This guide will take you through how to setup HAProxy Load balancer on Fedora 30/Fedora 29. HAProxy provides high availability, load balancing and proxying for TCP and HTTP-based applications. There are different algorithms that HAProxy uses for load balancing. Some of the commonly used ones include;
- Roundrobin – This is the default algorithm and it enables HAProxy to select each server to server requests in turns according to their weights.
- leastconn – The server with the lowest number of connections receives the connections. It is recommended where very long sessions are expected, such as LDAP, SQL.
- source – With this algorithm, the source IP address is hashed and divided by the total weight of the running servers to designate which server will receive the request. This ensures that the same client IP address will always reach the same server as long as no server goes down or up. If the hash result changes due to the number of running servers changing, many clients will be directed to a different server.

__SUPPLIED MATERIAL__
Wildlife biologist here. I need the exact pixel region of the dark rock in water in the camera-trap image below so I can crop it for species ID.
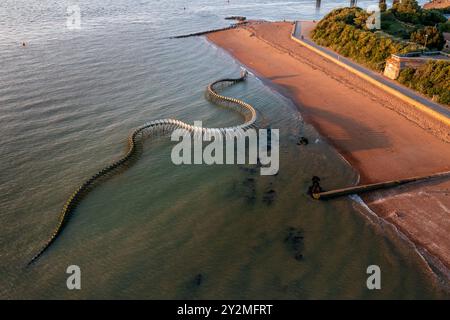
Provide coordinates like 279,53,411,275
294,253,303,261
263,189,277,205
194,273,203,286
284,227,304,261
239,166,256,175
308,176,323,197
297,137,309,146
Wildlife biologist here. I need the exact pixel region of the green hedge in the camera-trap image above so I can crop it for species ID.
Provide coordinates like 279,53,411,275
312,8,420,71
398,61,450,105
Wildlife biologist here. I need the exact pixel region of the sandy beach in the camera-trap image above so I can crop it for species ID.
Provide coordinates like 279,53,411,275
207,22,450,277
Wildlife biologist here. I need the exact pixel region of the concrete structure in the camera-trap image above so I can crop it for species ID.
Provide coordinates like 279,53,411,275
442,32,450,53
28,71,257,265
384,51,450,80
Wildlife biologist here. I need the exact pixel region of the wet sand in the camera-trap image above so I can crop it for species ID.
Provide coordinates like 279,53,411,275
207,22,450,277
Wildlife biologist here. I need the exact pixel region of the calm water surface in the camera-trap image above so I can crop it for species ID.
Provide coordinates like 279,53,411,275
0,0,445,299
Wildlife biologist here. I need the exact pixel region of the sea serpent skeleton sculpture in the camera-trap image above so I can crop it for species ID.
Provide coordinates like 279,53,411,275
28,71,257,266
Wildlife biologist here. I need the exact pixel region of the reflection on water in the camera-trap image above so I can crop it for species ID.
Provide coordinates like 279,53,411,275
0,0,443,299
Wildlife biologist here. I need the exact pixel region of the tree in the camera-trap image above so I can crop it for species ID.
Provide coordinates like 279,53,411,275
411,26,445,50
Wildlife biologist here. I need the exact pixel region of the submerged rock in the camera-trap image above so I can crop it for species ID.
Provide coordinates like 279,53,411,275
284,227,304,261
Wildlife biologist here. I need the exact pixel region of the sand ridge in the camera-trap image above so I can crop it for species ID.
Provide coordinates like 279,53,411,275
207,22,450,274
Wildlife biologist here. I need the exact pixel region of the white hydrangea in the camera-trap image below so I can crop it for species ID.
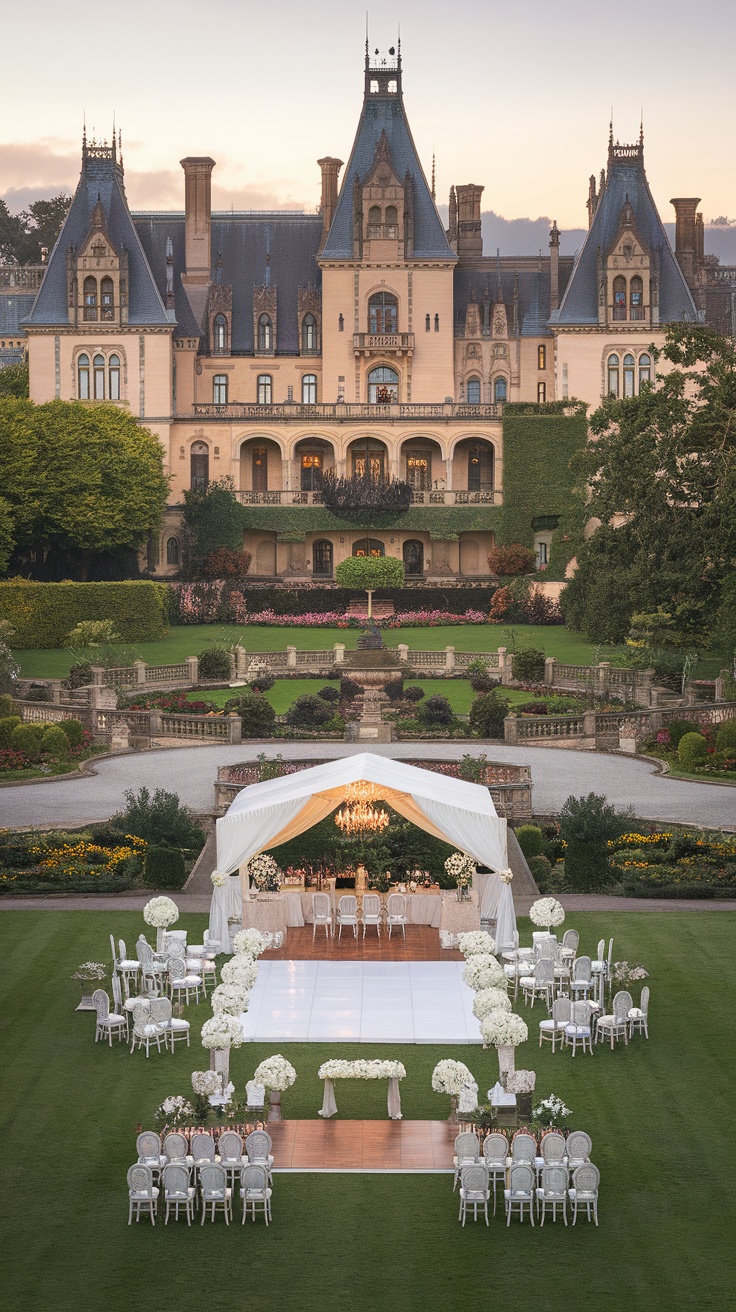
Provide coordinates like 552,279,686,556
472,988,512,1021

__PROBLEM SET__
A - From the HAProxy guide above, reproduce word for word the passage between "- leastconn –" and "a different server.", inclusive.
B - In one to three sentences, explain why the HAProxy guide says the source algorithm can suddenly send many clients to a different server.

__RESULTS OF THE EXERCISE__
A -
- leastconn – The server with the lowest number of connections receives the connections. It is recommended where very long sessions are expected, such as LDAP, SQL.
- source – With this algorithm, the source IP address is hashed and divided by the total weight of the running servers to designate which server will receive the request. This ensures that the same client IP address will always reach the same server as long as no server goes down or up. If the hash result changes due to the number of running servers changing, many clients will be directed to a different server.

B - The source algorithm hashes the client's IP address and divides it by the total weight of the running servers to choose a server. When servers go down or come up, the number of running servers changes. The hash result then changes, so many clients are directed to a different server.